Pointing records

● ● ● ● ●

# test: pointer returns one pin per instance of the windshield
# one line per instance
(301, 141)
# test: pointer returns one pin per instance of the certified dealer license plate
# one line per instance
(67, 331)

● ● ● ● ●

▸ Instructions to follow
Shift every point in the records above by 50 along both axes. Repeat all of their lines, and change only the coordinate pairs by adding 50 to each x and y value.

▸ Exercise output
# test: pointer returns one pin per instance of the windshield
# one line per instance
(351, 191)
# test: pointer returns one pin per instance of the certified dealer license plate
# one line per instance
(117, 381)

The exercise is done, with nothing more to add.